-- start of RECORDS SUPPLIED --
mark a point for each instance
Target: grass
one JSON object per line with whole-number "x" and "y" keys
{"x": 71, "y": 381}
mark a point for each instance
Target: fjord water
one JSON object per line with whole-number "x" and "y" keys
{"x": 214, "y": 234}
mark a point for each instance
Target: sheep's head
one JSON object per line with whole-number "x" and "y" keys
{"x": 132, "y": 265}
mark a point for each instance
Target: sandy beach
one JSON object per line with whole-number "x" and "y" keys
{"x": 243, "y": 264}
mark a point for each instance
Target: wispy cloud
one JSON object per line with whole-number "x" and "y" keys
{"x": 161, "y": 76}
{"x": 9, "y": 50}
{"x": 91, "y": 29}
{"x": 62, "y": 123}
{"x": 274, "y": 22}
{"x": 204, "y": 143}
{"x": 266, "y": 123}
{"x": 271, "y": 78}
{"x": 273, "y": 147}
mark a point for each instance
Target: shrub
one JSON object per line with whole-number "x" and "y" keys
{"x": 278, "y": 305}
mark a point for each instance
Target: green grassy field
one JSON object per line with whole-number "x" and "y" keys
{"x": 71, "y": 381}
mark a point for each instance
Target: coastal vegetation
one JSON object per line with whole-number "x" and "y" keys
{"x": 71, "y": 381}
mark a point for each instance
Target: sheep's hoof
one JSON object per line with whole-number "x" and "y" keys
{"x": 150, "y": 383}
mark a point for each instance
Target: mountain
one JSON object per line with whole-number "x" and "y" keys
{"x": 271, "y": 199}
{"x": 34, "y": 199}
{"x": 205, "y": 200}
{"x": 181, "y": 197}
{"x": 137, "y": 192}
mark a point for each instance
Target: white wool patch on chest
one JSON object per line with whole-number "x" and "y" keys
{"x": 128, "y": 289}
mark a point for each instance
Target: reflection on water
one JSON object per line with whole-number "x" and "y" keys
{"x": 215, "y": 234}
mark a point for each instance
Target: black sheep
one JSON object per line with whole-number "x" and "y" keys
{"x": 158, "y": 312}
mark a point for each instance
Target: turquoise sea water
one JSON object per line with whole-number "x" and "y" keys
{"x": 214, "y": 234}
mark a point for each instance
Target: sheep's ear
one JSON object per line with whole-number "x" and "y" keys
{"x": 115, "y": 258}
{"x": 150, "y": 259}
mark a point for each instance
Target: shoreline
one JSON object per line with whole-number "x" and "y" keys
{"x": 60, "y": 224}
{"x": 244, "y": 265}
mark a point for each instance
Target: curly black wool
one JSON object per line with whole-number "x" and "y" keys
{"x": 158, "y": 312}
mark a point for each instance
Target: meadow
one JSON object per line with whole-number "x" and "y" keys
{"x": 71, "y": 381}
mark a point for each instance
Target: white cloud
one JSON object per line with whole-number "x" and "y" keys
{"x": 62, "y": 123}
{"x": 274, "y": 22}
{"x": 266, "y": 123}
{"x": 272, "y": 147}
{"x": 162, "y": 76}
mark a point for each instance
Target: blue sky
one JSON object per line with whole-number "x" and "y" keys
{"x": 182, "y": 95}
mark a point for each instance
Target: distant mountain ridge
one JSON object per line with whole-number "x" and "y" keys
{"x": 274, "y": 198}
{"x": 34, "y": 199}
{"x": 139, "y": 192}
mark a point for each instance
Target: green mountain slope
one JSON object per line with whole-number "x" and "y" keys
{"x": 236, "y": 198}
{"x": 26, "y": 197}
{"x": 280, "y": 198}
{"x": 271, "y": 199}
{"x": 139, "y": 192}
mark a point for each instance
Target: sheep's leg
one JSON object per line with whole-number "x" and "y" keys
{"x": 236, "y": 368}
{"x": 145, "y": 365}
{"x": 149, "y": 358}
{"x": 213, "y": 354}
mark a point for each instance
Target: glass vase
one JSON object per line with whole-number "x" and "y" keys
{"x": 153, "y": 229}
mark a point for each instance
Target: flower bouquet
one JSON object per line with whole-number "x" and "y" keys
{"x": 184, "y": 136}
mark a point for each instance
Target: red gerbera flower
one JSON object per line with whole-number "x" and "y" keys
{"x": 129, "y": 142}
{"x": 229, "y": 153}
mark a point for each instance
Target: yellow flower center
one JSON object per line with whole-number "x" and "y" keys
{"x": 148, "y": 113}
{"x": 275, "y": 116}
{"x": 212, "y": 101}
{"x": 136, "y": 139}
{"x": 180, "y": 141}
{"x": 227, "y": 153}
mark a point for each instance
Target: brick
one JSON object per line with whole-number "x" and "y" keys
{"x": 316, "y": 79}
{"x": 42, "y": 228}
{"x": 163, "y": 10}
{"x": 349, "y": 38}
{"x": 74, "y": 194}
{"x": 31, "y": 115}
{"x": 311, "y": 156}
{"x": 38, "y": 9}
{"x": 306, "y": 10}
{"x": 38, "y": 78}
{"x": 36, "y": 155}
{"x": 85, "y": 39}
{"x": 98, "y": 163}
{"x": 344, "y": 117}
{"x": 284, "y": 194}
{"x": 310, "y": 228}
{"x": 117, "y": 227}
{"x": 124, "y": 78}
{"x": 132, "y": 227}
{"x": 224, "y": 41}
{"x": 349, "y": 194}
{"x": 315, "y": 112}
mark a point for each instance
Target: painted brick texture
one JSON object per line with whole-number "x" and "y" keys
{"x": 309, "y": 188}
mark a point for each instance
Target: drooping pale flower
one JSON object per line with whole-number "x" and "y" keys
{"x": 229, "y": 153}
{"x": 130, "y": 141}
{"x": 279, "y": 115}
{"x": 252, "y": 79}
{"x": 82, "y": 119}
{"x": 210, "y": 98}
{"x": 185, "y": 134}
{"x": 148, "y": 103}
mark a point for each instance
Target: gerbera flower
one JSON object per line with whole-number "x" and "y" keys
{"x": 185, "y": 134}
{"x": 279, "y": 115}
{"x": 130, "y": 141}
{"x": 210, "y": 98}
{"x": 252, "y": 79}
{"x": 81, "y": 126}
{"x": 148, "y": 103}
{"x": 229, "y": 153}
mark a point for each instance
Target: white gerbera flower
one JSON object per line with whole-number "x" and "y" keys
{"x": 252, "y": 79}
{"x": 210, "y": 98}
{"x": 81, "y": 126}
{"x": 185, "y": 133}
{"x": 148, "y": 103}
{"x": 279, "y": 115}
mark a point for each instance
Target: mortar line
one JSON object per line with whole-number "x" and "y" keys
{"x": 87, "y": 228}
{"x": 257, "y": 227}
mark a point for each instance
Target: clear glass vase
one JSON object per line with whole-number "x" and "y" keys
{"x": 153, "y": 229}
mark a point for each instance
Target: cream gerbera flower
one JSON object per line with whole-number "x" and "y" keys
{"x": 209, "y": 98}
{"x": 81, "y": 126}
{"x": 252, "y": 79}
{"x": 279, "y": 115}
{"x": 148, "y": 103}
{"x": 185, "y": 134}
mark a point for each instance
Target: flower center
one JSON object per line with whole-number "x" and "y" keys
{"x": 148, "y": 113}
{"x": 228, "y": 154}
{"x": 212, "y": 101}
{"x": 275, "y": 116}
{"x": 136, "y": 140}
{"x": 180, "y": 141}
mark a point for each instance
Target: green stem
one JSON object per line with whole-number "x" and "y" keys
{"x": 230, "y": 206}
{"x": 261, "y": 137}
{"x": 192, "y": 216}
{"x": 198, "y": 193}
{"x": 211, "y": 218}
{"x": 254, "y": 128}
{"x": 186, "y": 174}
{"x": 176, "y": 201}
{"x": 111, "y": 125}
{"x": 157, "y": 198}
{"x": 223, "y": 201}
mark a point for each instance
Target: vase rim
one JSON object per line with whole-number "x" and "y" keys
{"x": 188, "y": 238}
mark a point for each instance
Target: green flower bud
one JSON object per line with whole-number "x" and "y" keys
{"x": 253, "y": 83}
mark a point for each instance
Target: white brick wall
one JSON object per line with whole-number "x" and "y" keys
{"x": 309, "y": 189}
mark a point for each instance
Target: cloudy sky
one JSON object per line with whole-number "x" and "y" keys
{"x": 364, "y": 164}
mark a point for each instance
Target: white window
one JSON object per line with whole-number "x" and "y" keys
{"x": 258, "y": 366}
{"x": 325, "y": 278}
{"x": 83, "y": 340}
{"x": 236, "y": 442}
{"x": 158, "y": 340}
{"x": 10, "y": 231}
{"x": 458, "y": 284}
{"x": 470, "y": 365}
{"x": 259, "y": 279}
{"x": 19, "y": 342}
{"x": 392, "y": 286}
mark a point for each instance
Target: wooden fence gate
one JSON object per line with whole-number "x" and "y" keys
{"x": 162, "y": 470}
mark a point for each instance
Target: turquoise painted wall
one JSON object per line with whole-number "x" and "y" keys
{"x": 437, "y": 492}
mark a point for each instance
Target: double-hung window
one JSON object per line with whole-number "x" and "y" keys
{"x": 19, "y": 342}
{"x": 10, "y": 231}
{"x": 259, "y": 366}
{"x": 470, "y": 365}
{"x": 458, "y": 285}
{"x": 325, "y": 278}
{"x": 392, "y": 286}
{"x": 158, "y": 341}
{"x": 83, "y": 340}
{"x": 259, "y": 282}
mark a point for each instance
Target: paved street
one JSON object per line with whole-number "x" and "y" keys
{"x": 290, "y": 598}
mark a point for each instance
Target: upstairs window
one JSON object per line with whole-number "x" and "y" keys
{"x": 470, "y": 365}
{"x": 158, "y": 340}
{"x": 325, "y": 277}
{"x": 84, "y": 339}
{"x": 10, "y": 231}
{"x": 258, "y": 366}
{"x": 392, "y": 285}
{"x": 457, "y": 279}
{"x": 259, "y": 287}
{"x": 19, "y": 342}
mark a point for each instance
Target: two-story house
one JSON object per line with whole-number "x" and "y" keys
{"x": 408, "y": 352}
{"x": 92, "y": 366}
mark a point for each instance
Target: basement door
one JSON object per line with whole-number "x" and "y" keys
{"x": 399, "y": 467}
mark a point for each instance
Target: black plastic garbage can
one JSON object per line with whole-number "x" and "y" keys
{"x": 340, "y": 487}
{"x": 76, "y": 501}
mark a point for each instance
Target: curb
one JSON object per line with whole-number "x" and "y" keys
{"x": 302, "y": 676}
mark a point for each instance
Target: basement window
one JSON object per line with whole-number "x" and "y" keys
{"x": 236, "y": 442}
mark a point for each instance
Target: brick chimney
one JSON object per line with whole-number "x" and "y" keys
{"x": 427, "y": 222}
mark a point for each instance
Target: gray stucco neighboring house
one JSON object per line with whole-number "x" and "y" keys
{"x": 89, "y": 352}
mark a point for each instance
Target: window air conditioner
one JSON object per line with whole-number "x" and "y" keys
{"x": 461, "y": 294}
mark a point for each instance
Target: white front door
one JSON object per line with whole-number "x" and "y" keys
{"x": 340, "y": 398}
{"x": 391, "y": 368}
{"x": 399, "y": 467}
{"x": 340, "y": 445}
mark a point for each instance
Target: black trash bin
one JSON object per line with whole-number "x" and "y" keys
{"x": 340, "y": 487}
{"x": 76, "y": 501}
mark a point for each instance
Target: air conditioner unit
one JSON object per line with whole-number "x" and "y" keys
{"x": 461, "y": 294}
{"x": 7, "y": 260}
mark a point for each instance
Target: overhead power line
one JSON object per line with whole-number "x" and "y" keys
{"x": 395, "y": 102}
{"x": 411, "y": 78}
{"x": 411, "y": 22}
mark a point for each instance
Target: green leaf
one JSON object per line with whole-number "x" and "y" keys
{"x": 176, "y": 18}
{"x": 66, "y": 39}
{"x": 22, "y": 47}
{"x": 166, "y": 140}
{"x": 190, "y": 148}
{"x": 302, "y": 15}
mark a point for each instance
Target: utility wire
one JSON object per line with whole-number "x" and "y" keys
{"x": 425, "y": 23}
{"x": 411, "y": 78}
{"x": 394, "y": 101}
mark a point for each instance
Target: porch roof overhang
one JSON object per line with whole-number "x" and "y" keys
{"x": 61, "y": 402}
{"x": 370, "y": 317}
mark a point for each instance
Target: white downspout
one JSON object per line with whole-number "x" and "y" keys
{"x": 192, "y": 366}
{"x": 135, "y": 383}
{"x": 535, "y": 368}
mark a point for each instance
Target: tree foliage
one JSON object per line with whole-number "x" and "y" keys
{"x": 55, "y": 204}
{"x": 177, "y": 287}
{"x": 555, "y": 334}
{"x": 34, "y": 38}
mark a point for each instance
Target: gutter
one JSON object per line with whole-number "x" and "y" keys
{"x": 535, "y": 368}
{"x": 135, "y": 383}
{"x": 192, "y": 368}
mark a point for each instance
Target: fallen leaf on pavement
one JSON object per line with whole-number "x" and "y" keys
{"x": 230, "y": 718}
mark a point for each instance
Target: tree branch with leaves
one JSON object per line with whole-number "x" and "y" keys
-- end of RECORDS SUPPLIED --
## [TO DO]
State how many lines of the listing contain the word "wool". Give only the number.

## [SOLUTION TO THIS EXERCISE]
2